Your answer must contain only the lines from the one containing "Identify the small" through the end of the entries below, reproduced character for character.

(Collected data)
== == ==

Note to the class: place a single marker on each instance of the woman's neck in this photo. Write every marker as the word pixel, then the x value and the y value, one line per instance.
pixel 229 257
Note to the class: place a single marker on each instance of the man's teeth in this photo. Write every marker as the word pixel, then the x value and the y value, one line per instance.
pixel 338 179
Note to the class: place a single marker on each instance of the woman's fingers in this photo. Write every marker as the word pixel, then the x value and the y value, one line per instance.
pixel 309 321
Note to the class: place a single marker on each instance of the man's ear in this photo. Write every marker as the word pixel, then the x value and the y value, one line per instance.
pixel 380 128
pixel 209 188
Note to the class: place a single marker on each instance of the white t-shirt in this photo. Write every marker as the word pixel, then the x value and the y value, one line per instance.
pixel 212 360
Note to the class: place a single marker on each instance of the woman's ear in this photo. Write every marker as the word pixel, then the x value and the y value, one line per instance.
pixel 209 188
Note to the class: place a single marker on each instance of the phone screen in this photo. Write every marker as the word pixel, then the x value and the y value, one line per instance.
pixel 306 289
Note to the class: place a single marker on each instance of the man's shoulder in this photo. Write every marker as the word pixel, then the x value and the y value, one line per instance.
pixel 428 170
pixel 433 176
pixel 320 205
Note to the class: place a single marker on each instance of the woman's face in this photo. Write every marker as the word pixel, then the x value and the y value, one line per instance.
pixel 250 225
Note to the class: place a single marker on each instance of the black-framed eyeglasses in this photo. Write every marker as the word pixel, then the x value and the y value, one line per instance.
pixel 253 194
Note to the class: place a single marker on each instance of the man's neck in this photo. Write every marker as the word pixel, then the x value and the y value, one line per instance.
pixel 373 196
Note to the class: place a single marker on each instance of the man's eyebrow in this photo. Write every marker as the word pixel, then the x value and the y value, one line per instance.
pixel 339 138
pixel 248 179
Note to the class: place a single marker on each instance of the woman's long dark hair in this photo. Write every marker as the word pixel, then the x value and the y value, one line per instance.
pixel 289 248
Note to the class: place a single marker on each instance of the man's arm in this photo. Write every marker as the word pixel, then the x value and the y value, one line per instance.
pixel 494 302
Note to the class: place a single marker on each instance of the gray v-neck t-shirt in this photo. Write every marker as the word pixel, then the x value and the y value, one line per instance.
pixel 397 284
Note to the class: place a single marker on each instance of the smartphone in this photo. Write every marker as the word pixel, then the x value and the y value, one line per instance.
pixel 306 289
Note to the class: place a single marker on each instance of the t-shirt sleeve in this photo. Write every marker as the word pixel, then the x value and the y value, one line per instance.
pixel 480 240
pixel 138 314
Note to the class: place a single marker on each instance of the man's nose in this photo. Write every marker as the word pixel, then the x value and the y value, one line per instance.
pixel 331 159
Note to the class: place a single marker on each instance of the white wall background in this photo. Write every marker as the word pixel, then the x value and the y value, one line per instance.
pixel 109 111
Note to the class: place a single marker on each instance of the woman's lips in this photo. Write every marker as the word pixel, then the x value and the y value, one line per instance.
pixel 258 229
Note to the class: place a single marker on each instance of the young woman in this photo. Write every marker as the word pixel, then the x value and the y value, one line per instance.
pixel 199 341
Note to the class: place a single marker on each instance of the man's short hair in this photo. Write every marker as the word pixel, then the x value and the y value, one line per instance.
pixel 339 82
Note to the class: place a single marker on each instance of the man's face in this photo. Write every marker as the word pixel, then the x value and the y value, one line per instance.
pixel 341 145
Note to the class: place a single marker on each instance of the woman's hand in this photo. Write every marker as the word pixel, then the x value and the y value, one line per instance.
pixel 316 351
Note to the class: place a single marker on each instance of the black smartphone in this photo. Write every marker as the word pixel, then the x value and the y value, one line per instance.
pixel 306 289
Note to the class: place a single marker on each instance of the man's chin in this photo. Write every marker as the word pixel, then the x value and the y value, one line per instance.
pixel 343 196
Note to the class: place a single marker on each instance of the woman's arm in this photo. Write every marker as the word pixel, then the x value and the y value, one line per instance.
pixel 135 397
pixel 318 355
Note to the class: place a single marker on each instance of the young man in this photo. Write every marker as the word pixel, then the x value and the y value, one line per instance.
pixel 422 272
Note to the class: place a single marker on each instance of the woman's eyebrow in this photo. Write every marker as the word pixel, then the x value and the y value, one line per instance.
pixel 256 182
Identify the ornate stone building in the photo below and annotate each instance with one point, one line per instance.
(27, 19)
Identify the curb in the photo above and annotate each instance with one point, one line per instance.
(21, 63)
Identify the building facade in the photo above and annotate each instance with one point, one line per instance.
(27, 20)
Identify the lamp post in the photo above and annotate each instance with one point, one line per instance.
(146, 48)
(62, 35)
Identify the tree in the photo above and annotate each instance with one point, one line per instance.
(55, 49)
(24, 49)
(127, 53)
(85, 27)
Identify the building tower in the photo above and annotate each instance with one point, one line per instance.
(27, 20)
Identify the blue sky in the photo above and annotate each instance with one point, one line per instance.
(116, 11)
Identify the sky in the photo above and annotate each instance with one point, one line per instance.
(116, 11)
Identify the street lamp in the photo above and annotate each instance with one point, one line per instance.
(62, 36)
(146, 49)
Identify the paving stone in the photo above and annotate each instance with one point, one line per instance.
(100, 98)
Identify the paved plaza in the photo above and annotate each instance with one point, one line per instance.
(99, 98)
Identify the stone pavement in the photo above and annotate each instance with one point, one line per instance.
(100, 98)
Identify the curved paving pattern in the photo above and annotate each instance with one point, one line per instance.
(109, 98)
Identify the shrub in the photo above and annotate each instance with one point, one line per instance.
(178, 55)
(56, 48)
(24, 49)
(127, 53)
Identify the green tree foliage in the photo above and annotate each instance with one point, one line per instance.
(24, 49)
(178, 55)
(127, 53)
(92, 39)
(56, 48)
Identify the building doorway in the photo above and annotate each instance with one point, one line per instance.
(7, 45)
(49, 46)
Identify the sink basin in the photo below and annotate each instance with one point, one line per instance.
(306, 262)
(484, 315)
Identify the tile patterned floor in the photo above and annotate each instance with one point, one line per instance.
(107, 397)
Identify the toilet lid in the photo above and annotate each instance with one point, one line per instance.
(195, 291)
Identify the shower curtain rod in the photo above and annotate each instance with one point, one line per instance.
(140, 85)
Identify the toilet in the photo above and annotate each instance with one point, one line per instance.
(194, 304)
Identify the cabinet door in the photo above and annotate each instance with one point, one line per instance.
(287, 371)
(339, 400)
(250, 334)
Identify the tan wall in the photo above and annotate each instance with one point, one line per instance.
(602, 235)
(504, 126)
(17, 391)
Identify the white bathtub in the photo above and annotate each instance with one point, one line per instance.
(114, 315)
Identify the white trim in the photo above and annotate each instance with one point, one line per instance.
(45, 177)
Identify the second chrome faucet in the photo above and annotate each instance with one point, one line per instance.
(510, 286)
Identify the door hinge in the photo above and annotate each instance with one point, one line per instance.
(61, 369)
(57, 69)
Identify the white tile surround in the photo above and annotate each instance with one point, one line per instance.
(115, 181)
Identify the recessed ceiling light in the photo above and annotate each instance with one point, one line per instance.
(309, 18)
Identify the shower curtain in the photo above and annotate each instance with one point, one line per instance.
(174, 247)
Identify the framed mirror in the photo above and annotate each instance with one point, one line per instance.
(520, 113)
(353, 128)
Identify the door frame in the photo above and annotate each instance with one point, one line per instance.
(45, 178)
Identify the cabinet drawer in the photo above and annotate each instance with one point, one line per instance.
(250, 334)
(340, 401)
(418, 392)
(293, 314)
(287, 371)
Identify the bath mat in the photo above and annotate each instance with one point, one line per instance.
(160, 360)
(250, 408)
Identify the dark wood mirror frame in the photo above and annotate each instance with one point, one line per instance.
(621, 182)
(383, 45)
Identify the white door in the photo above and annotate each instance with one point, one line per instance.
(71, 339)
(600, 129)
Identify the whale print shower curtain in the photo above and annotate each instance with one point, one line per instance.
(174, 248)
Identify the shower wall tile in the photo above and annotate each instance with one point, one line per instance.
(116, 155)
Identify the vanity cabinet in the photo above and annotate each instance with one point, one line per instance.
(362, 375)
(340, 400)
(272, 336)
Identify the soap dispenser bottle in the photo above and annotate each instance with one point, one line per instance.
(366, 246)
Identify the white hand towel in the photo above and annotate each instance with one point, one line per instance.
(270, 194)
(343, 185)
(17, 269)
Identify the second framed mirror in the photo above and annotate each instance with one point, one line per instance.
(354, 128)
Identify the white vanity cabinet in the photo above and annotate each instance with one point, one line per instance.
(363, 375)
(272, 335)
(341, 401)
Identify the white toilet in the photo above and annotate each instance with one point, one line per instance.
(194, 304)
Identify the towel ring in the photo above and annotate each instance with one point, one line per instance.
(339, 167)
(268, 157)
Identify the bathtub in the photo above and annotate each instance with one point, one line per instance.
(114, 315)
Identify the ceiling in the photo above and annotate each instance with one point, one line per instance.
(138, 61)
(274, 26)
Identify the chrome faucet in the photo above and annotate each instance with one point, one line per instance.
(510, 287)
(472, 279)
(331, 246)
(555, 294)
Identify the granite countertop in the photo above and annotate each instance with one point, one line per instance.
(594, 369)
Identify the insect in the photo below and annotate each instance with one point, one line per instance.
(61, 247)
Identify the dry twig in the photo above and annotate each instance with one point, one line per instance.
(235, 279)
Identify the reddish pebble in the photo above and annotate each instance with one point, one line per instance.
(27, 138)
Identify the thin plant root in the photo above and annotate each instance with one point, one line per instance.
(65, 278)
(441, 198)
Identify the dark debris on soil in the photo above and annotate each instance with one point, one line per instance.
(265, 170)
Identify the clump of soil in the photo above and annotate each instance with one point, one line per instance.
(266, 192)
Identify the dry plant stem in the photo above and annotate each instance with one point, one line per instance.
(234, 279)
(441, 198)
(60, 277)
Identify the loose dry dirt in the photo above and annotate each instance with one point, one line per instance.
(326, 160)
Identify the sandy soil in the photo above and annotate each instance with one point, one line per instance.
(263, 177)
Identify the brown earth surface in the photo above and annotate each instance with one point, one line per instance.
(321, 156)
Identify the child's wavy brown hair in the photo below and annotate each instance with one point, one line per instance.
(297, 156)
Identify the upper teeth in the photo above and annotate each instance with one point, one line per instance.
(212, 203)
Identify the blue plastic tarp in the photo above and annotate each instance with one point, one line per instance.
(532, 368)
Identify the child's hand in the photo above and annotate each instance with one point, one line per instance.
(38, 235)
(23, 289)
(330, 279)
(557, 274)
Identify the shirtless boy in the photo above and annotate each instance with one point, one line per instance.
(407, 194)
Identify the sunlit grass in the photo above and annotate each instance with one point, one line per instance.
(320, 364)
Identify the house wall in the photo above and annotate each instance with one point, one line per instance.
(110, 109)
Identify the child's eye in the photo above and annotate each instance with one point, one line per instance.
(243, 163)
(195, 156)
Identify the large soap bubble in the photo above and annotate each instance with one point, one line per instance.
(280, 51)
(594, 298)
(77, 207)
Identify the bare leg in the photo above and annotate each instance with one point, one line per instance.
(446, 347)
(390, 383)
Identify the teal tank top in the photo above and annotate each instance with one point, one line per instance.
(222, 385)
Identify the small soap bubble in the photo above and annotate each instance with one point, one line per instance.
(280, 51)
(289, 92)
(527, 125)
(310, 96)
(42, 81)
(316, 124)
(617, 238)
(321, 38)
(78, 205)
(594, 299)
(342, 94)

== == ==

* [Task response]:
Identify the small soap bubble in the photo above and annotate each instance with one point, one line per instance.
(280, 51)
(289, 92)
(527, 125)
(310, 96)
(42, 81)
(316, 124)
(617, 238)
(321, 38)
(78, 205)
(594, 299)
(342, 94)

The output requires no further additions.